Referring expression pointing data
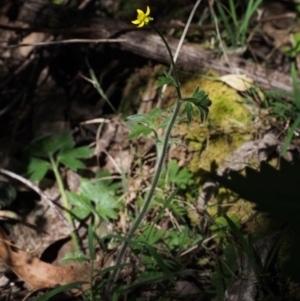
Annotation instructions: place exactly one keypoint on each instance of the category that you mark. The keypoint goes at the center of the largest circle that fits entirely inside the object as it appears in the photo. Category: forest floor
(83, 115)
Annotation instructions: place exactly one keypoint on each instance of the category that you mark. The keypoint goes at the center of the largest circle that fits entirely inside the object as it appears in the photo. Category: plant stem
(161, 153)
(64, 201)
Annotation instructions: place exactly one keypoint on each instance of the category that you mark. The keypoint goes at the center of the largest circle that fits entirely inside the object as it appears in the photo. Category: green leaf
(199, 100)
(189, 110)
(82, 205)
(7, 194)
(151, 236)
(102, 196)
(180, 176)
(138, 129)
(69, 157)
(77, 256)
(106, 207)
(48, 145)
(166, 80)
(37, 168)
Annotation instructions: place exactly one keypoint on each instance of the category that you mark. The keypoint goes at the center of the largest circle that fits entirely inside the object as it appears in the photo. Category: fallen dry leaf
(38, 274)
(238, 82)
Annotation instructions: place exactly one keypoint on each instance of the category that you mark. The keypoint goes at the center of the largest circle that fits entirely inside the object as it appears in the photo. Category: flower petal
(148, 11)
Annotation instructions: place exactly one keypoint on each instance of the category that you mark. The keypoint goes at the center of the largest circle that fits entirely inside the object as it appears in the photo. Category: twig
(38, 191)
(71, 41)
(186, 27)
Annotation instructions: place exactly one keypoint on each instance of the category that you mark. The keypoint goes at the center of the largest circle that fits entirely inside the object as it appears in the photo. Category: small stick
(38, 191)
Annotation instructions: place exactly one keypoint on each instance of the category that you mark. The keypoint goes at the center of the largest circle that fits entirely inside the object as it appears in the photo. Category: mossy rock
(228, 126)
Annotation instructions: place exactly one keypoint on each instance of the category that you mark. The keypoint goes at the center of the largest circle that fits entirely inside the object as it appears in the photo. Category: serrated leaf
(166, 80)
(139, 129)
(69, 157)
(189, 111)
(138, 118)
(37, 168)
(82, 205)
(199, 100)
(106, 207)
(103, 198)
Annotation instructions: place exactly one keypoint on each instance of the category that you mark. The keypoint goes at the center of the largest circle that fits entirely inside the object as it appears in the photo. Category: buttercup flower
(142, 18)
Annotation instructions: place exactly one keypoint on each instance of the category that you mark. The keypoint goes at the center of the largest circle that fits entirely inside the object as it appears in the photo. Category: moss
(228, 126)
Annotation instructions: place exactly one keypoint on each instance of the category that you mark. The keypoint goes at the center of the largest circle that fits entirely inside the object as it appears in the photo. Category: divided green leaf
(198, 100)
(166, 80)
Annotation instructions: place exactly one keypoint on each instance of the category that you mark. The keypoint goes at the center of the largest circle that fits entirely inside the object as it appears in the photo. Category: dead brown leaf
(36, 273)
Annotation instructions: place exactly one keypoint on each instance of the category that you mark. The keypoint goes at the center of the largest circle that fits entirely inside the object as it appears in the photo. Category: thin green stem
(64, 200)
(161, 153)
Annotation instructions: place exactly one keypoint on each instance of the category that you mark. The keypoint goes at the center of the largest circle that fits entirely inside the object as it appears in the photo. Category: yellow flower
(142, 18)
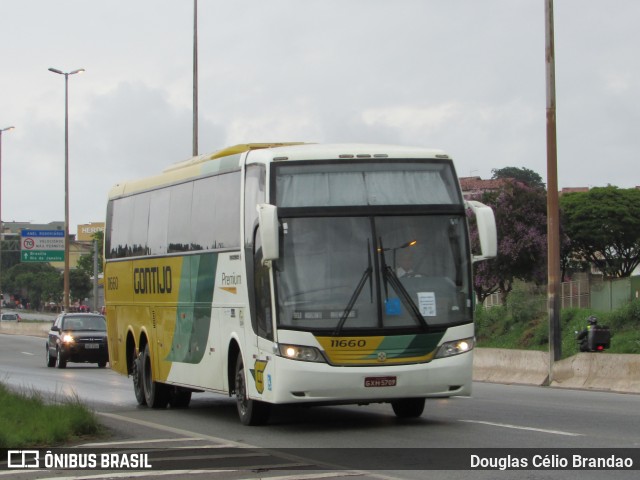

§ WHAT YOU WILL DO
Word for word, restate the lines from the line containing "Category: yellow flower" through the end of the data, including the first and last of them. Pictures stay out.

§ RESPONSE AREA
Annotation instructions: place exactly one keypoint on each instance of the category that you mark. The keypoint goes at the center of the largest circle that fits entirely inside the object as it appears in the photo. Category: yellow flower
(142, 18)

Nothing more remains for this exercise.